Exercise brief
An exact reproduction of the data below is expected, free of images.

(Stored data entries)
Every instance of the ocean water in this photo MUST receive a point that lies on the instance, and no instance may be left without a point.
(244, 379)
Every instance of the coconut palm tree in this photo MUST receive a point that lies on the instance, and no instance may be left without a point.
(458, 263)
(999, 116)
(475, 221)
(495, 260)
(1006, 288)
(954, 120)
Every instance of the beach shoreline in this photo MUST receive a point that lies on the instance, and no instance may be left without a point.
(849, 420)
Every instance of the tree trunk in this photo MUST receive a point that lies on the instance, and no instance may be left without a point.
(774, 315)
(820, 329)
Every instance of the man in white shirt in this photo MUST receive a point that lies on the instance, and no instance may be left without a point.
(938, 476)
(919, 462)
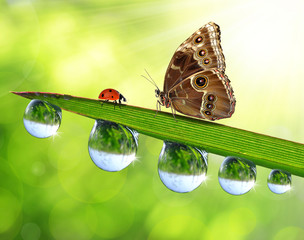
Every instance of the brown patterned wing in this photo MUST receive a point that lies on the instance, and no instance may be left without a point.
(205, 94)
(201, 51)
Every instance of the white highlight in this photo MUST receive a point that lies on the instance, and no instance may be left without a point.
(40, 130)
(181, 183)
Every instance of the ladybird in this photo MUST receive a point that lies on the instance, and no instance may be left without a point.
(110, 94)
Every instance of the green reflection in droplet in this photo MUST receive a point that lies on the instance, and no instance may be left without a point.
(70, 219)
(87, 183)
(115, 217)
(42, 119)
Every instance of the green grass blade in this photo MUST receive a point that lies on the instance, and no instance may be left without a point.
(213, 137)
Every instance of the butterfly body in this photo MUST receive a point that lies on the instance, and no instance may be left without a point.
(111, 94)
(195, 81)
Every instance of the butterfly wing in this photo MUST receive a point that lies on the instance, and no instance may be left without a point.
(205, 94)
(201, 51)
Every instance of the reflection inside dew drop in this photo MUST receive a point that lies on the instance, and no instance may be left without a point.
(41, 119)
(182, 168)
(237, 176)
(112, 147)
(279, 181)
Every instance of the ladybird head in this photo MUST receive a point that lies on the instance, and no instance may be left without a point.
(122, 98)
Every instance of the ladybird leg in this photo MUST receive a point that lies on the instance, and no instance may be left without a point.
(173, 113)
(119, 103)
(102, 102)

Result below
Every instance of the ocean water in this photo MUST receive a point that lies on the instance, and no instance may be left without a point.
(244, 379)
Every instance of the coconut palm tree in this photo MUST receive a point that lies on the instance, and no instance may be left without a point.
(458, 263)
(999, 116)
(475, 221)
(495, 260)
(1006, 288)
(954, 120)
Every instance of the beach shoreline in this photo MUST receive a point that lies on the instance, and no instance may be left without a point.
(849, 420)
Every instance of the tree trunk in this photo MUST receive a point that lies on the instance, and no instance may be left without a point.
(774, 315)
(820, 329)
Every instance of the man in white shirt in this photo MUST receive a point that lies on the instance, and no instance may be left without a point.
(938, 476)
(919, 462)
Every instance of the brown patterned wing in this photo MUST receive a point that lies on the instance, and no instance may be left without a point.
(205, 94)
(201, 51)
Every instance of the white highlight in this photo MUST receive a point that lies on the instance, and no instance may be left without a point.
(40, 130)
(181, 183)
Every instance of the ladybird in this photo MUST receive a point that lies on the instance, and no instance may be left without a point.
(110, 94)
Every instance of the green reflection in droplet in this photo MUST receive a point that lies on the instance, and no instance may be left without a point.
(70, 219)
(87, 183)
(115, 217)
(42, 119)
Every instance of the green grass blade in this photo MUST receive a point that lies on the instance, and no instance may be left without a point.
(213, 137)
Every instance of the butterfly body in this photo MUST receive a point that lies on the instance, and no instance may be left without a point.
(111, 94)
(195, 81)
Every instance of the butterfly wing in this photo MUST receive a point that lies on the instance, and no instance may be left without a point.
(205, 94)
(201, 51)
Every instance of the reflection inside dew drop in this photo MUST receive a point that lies on the instance, and no instance may be left without a point.
(41, 119)
(182, 168)
(237, 176)
(112, 147)
(279, 181)
Every instance of the ladybird head in this photo MUST receive a point that lies on the instance, and no instance may be left without a point.
(122, 98)
Every instance of the ladybird leg in this photo MUST receive a point that lies on the instance, and no instance may be left without a point.
(173, 113)
(119, 103)
(102, 102)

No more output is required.